**TASK PROMPT:**
Edit the rows below so that every "Dataset curation" becomes "Annotation pass", leaving the rest of each row unchanged.

>> begin STORED DATA

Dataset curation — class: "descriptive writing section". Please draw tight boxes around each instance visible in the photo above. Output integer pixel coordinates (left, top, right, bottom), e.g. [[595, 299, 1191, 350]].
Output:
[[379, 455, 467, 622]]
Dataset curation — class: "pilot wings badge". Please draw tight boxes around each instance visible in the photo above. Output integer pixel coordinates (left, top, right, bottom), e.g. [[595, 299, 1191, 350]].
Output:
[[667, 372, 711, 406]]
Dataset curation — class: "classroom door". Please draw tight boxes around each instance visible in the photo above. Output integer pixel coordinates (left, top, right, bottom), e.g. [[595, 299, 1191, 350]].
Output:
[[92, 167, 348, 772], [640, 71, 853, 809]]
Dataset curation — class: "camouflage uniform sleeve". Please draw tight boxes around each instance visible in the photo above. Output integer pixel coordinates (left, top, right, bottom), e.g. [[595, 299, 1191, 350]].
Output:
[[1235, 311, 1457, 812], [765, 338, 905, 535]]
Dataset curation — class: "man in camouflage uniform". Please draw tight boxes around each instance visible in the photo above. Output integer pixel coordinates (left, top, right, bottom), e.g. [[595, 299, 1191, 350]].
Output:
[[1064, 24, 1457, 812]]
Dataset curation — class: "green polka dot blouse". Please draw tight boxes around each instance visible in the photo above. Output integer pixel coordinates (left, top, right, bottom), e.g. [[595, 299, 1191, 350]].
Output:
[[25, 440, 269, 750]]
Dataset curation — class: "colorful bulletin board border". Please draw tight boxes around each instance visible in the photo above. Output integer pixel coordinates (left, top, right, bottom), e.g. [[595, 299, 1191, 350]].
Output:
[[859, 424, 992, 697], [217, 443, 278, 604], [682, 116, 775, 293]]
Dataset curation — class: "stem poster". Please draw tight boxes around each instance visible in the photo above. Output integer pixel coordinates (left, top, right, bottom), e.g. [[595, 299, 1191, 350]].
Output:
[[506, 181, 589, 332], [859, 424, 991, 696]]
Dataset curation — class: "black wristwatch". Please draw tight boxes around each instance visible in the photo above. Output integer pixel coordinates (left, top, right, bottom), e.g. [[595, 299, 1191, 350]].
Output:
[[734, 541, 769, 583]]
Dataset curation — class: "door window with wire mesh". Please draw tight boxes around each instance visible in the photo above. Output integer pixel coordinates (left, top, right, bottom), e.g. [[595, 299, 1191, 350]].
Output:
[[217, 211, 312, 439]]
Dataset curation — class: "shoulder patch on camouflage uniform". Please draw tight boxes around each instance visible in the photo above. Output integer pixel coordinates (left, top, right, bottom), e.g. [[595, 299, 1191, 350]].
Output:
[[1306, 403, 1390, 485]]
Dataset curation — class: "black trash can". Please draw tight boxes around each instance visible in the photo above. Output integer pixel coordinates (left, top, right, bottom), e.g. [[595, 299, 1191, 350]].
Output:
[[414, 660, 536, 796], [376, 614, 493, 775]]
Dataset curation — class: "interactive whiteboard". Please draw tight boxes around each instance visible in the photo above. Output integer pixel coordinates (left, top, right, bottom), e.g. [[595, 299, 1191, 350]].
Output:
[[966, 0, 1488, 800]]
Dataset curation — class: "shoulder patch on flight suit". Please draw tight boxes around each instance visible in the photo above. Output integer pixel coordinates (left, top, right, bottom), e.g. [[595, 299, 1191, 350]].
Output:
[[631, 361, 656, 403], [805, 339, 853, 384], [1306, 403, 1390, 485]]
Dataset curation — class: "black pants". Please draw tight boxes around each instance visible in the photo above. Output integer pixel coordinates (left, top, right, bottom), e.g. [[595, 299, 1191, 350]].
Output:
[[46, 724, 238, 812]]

>> end STORED DATA

**RESPONSE:**
Annotation pass — class: "descriptive writing section". Please draw tight boxes around each instance visible in the photo above. Output integer pixel coordinates (left, top, right, bottom), e.g. [[595, 299, 1191, 350]].
Output:
[[379, 455, 467, 622]]
Annotation pass — class: "pilot wings badge". Please draw tight boxes around each instance visible in the photo above. Output integer pixel coordinates (left, top, right, bottom), e.g. [[595, 299, 1191, 350]].
Output:
[[667, 372, 711, 406]]
Annotation pass — class: "classroom door". Please draw tight boxes around each instance visible in the photo above. Output integer pixel coordinates (left, top, right, bottom), e.g. [[595, 299, 1191, 350]].
Output:
[[92, 167, 348, 772], [640, 71, 853, 809]]
Annotation pass — class: "camouflage uniform sleeve". Please draw tight boxes around each instance visible in the photo above. Output integer pixel coordinates (left, top, right, bottom), e.g. [[595, 299, 1191, 350]].
Output:
[[1235, 311, 1457, 812], [765, 338, 905, 535]]
Annotation pass — class: "man in camouflage uniform". Please draw tight boxes around each instance visible in the photo above. Output integer pixel coordinates (left, top, right, bottom), e.g. [[595, 299, 1191, 350]].
Output:
[[1064, 24, 1457, 812]]
Annotation pass — class: "green polka dot blouse". Please draw tight boxes around each instance visible in the photo above. Output integer pixel coordinates (left, top, right, bottom), e.g. [[595, 299, 1191, 350]].
Output:
[[25, 440, 269, 750]]
Annotation pass — class: "colorful bulletin board border". Please draw tight boxes around each instance visible in the photo above. Output integer pixel coordinates (left, top, right, bottom), e.g. [[595, 299, 1191, 350]].
Output:
[[859, 424, 992, 697], [217, 443, 278, 604], [682, 116, 775, 293]]
Annotation pass — class: "stem poster". Please draw tight boxes around each instance visible in the photo above. Output integer pixel coordinates (left, top, right, bottom), e.g. [[595, 299, 1191, 350]].
Output:
[[506, 181, 589, 332], [859, 424, 991, 696]]
Annotation pass — class: "black wristwatch". Please draw tight boxes around each instance visible in the photo above. Output integer pixel coordinates (left, top, right, bottom), e.g. [[595, 299, 1191, 350]].
Output:
[[734, 541, 769, 583]]
Annotation pass — class: "door window with wire mesh". Please draw tight boxes around each instance visible in the photo above. Output integer pixel coordinates (left, top, right, bottom), e.g. [[595, 299, 1191, 350]].
Output:
[[217, 211, 312, 439]]
Annotation pass — class: "shoulder patch on camouflage uniform". Please draw tight boxes around each instance visible in the photo above. Output integer pixel coordinates (left, top, right, bottom), e.g. [[595, 299, 1191, 350]].
Output:
[[1306, 403, 1390, 485]]
Annotation pass — class: "black trash can". Please draw tight boxes around each instance visible in the photo above. Output integer pixel coordinates (left, top, right, bottom), e.g. [[595, 299, 1191, 350]].
Output:
[[414, 660, 536, 796], [376, 614, 493, 775]]
Annotation pass — class: "interactive whiteboard". Please draw tight boxes around each instance visible in the photo above. Output integer pixel coordinates (left, top, right, bottom), e.g. [[595, 299, 1191, 350]].
Output:
[[966, 0, 1488, 800]]
Annotation pass — class: "shoulder patch on flight suit". Please draw tight boxes around each instance visible in the photo above. Output integer pixel coordinates (left, top, right, bottom), e.g. [[595, 299, 1191, 350]].
Output:
[[631, 361, 656, 403], [805, 339, 853, 384], [1306, 403, 1390, 485]]
Annotation pass — class: "black pants". Please draw tight boxes around each instance visible in the photo above. Output integer pixel coordinates (left, top, right, bottom), e.g. [[595, 299, 1191, 350]].
Output:
[[46, 724, 238, 812]]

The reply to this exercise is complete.